TASK LIST:
a. Repeat everything in the Schaper case summary from "In Schaper v." down to "Human Rights Law." word for word.
b. Answer these questions using the Schaper case summary:
(i) What is the case number given for the lawsuit?
(ii) Which motion by the defendant did the court deny?
(iii) According to the court, what was the City Law intended to be?

READING PASSAGE:
++++++++++++++++++++
In Schaper v. The Bronx Lebanon Hospital Center and Carol Wilson, 17-cv-01246, 2019 WL 4748303 (S.D.N.Y. Sept. 30, 2019), the court, inter alia, denied defendant’s motion for summary judgment on plaintiff’s hostile work environment claims under Title VII of the Civil Rights Act of 1964, the New York State Human Rights Law, and the New York City Human Rights Law.
As to plaintiff’s federal (Title VII) and state law claims, the court held “that a reasonable jury could find that Defendant Wilson’s conduct created a hostile work environment.” Elaborating, the court explained:
Plaintiff sufficiently alleges that Defendant Wilson’s derogatory comments toward Plaintiff and other Hispanic women, admonishments of Plaintiff speaking Spanish and practice of assigning multiple one-on-one patients at the same time created an offensive work environment for her, satisfying the subjective component of the hostile environment test. Whether a reasonable person would also find Plaintiff’s work environment to be offensive in light of the frequency, severity, nature and effects of Defendant Wilson’s conduct presents a triable issue of fact. In other words, in applying the objective portion of the hostile work environment test, reasonable minds could differ on whether Plaintiff’s work environment was abusive under both Title VII and NYSHRL.
Having reached this conclusion, the court held that plaintiff’s claim likewise survived under the comparatively-broader City Law, noting that that statute “was intended to be more protective than the state and federal counterparts.”
++++++++++++++++++++
Stored items from a collection:
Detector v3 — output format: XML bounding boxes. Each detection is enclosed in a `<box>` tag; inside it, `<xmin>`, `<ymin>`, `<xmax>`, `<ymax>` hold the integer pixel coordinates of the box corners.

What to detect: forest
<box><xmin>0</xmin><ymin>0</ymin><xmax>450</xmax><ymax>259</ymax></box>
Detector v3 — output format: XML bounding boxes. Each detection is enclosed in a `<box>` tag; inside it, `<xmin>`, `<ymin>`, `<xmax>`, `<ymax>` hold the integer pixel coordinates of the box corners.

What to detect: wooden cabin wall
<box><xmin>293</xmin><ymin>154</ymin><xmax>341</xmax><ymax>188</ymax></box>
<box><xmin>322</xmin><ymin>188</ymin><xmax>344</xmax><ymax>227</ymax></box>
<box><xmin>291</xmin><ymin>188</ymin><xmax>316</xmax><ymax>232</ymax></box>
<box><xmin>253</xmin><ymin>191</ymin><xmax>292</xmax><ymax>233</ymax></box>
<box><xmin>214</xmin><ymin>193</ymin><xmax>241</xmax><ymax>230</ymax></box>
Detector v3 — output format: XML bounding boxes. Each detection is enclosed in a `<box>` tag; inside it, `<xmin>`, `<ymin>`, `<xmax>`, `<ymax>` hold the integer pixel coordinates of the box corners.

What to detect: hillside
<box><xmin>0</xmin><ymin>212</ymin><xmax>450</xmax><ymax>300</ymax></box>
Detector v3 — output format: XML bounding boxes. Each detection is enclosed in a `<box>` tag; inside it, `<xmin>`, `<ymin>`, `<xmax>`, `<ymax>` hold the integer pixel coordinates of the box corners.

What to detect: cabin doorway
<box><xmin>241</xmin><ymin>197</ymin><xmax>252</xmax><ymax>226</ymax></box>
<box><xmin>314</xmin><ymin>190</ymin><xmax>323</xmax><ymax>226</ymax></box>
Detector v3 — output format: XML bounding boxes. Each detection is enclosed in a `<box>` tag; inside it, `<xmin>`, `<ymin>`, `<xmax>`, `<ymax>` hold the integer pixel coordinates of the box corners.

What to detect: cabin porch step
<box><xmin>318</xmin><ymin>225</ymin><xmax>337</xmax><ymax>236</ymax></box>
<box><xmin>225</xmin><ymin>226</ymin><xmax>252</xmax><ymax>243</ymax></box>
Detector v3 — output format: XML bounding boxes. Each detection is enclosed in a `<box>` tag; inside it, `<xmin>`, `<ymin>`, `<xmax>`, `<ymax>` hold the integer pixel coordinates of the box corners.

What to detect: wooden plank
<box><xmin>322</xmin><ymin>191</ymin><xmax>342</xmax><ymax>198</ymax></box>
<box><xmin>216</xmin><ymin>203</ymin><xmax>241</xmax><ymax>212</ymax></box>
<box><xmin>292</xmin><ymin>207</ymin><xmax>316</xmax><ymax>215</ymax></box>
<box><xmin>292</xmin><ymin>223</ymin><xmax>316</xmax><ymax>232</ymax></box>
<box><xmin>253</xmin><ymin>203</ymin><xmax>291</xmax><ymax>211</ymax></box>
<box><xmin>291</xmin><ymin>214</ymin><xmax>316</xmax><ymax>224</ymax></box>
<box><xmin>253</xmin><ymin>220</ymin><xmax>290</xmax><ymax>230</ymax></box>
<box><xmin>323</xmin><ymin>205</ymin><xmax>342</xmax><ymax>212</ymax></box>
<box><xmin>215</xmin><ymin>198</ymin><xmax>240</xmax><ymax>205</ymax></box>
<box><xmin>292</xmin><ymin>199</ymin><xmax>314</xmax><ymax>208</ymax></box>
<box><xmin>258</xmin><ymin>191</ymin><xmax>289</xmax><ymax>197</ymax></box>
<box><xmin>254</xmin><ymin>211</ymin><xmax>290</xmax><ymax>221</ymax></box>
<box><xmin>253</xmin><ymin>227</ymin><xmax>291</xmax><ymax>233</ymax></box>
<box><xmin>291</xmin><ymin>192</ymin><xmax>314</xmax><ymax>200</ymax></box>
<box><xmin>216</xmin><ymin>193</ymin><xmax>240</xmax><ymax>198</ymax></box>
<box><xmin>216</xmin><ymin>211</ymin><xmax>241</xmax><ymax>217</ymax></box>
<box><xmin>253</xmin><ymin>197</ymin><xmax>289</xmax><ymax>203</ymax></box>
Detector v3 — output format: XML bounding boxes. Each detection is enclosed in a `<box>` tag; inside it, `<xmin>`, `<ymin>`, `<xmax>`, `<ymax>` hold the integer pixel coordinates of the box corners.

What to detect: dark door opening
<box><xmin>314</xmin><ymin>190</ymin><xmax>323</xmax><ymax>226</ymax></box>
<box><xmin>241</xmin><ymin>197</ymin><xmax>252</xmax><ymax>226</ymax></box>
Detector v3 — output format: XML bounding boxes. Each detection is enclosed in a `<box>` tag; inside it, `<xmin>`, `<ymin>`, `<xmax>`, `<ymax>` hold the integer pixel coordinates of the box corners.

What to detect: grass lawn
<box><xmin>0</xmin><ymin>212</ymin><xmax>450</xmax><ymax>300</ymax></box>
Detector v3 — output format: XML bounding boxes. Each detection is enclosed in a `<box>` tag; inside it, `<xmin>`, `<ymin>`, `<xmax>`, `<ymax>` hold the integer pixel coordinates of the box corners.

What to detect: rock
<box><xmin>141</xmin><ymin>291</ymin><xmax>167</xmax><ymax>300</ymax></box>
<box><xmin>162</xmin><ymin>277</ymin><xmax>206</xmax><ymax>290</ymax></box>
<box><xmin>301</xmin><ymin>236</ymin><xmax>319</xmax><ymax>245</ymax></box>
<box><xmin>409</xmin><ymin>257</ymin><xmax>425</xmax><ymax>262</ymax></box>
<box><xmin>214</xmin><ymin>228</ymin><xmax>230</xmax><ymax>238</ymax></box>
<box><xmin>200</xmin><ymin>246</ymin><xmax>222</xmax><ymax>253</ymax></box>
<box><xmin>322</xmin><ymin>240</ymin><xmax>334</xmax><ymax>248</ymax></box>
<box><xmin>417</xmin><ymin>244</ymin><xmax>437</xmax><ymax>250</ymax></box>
++++++++++++++++++++
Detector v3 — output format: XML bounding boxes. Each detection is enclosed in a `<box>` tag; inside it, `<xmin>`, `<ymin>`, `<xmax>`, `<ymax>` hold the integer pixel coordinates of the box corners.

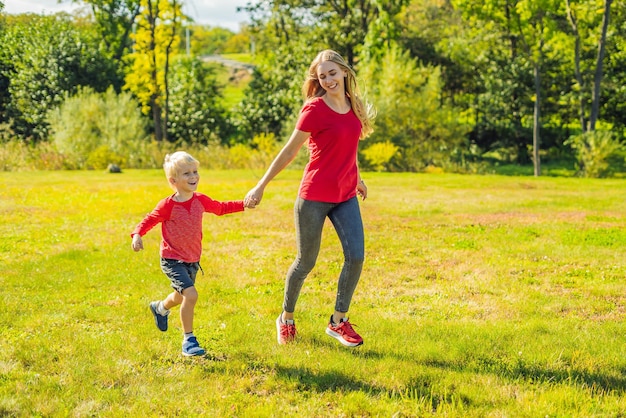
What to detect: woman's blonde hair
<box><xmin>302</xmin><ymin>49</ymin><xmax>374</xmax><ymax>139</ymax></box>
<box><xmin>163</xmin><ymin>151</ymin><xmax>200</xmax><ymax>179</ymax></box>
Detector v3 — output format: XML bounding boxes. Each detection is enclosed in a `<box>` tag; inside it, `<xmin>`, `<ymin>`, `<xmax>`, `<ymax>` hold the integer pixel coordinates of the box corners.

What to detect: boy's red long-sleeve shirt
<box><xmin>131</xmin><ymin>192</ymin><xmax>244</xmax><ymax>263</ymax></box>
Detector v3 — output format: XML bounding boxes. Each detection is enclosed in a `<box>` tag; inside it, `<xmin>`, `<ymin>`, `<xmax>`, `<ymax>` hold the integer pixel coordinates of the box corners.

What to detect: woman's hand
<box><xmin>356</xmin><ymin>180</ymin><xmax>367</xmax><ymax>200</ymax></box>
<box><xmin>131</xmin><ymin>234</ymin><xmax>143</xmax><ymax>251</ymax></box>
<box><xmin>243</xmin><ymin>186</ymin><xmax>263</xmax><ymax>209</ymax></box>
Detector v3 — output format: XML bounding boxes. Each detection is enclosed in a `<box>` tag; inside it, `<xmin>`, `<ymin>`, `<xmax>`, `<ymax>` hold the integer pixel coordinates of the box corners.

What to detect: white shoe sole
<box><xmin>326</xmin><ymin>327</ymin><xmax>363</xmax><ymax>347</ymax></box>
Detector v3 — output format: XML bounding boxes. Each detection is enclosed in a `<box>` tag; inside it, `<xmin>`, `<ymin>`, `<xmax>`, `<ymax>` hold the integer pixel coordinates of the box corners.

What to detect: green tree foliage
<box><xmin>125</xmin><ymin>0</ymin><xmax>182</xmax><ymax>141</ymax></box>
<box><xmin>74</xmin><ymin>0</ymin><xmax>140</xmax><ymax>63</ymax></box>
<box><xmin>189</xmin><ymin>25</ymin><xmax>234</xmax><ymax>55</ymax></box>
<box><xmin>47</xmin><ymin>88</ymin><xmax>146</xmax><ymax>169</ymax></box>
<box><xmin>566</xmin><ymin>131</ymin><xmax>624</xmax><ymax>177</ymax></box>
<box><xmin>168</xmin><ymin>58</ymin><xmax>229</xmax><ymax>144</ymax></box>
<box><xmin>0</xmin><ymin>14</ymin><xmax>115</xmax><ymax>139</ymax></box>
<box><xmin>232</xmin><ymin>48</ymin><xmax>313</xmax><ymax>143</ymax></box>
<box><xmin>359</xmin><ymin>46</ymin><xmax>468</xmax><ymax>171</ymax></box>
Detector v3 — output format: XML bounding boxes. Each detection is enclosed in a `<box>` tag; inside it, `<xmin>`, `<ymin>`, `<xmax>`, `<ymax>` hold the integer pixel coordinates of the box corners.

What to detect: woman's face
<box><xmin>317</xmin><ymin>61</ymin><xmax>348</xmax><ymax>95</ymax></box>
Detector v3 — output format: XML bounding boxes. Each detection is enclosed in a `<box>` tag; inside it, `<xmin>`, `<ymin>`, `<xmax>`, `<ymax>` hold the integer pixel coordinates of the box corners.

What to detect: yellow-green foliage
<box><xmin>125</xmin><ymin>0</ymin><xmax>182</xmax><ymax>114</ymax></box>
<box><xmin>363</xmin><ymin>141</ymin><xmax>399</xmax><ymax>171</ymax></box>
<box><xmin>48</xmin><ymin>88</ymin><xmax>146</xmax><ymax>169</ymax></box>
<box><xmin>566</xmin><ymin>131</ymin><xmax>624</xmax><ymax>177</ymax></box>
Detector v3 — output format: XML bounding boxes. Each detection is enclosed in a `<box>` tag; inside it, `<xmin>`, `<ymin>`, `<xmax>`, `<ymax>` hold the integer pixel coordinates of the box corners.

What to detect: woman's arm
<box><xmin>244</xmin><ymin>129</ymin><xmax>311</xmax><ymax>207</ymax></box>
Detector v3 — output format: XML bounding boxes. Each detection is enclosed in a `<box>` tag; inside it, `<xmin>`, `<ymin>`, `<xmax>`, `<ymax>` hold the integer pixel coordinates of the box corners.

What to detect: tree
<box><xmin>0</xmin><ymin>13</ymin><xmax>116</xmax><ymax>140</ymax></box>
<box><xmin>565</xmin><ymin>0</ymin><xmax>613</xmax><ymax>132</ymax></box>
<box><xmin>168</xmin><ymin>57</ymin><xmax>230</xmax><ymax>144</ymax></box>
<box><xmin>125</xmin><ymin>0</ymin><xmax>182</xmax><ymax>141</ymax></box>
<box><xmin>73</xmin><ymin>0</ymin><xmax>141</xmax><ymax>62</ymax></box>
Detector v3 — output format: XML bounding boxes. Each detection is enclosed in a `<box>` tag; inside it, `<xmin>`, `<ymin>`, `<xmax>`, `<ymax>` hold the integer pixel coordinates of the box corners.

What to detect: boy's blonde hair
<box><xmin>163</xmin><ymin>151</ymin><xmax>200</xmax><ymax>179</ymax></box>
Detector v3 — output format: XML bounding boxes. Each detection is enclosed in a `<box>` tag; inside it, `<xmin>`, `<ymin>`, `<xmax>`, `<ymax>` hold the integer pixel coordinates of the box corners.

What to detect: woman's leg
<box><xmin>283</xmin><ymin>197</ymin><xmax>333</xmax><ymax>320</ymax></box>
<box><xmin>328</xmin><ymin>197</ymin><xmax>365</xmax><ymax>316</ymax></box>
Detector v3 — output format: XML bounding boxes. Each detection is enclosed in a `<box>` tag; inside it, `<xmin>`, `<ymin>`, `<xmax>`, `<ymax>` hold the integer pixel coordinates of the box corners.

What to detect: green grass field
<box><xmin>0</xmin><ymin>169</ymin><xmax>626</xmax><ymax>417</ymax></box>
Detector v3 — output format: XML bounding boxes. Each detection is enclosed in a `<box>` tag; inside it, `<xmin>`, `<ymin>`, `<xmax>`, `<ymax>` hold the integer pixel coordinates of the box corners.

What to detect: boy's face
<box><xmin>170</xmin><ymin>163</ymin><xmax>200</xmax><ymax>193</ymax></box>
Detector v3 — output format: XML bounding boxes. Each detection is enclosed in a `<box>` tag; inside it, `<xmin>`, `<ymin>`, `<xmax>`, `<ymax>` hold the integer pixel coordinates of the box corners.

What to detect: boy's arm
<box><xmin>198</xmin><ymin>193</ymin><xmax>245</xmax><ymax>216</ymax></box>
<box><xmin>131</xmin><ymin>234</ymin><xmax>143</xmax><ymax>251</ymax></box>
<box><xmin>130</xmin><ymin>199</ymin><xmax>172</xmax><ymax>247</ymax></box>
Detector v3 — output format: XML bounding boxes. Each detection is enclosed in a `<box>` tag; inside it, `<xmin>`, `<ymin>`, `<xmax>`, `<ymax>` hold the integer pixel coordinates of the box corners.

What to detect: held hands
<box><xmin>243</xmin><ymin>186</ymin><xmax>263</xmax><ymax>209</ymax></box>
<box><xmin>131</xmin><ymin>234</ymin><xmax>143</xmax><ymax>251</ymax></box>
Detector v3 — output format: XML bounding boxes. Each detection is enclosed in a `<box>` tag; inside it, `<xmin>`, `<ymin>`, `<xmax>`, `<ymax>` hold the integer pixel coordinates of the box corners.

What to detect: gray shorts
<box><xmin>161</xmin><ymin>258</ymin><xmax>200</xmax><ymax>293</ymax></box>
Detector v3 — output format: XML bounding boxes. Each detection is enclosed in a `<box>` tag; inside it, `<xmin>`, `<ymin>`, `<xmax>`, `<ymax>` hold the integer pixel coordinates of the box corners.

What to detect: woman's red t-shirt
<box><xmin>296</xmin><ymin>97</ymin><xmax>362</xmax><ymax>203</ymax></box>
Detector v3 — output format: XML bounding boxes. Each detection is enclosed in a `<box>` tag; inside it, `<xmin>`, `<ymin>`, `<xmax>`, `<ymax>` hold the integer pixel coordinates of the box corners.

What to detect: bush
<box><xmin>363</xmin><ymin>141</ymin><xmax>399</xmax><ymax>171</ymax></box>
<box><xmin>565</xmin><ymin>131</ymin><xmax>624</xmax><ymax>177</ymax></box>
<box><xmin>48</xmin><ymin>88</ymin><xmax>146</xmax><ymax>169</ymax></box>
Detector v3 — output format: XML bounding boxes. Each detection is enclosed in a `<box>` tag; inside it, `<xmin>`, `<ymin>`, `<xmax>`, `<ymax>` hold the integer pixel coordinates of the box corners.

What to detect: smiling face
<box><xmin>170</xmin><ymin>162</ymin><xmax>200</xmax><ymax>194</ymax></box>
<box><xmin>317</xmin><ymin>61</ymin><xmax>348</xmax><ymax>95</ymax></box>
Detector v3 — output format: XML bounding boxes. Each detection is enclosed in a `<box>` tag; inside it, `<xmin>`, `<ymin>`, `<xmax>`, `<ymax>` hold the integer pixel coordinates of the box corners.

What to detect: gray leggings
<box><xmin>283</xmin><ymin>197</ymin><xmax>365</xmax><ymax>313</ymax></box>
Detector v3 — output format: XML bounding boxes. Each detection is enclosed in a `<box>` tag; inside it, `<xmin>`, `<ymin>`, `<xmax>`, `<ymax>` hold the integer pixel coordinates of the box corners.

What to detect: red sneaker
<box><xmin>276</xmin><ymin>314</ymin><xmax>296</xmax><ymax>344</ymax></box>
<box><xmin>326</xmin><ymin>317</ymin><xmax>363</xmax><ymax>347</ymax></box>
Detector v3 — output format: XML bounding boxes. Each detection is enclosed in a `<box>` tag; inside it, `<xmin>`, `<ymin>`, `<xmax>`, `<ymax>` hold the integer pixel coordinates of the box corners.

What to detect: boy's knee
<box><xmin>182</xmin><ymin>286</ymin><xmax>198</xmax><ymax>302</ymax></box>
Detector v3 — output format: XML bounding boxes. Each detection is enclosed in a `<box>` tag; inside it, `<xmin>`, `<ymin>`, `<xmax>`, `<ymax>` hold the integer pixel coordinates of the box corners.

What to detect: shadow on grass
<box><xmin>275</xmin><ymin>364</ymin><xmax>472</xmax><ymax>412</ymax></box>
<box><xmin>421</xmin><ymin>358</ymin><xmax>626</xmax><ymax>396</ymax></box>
++++++++++++++++++++
RESULTS IN ORDER:
a.
In Schaper v. The Bronx Lebanon Hospital Center and Carol Wilson, 17-cv-01246, 2019 WL 4748303 (S.D.N.Y. Sept. 30, 2019), the court, inter alia, denied defendant’s motion for summary judgment on plaintiff’s hostile work environment claims under Title VII of the Civil Rights Act of 1964, the New York State Human Rights Law, and the New York City Human Rights Law.

b.
(i) 17-cv-01246
(ii) The motion for summary judgment on the plaintiff's hostile work environment claims
(iii) More protective than the state and federal counterparts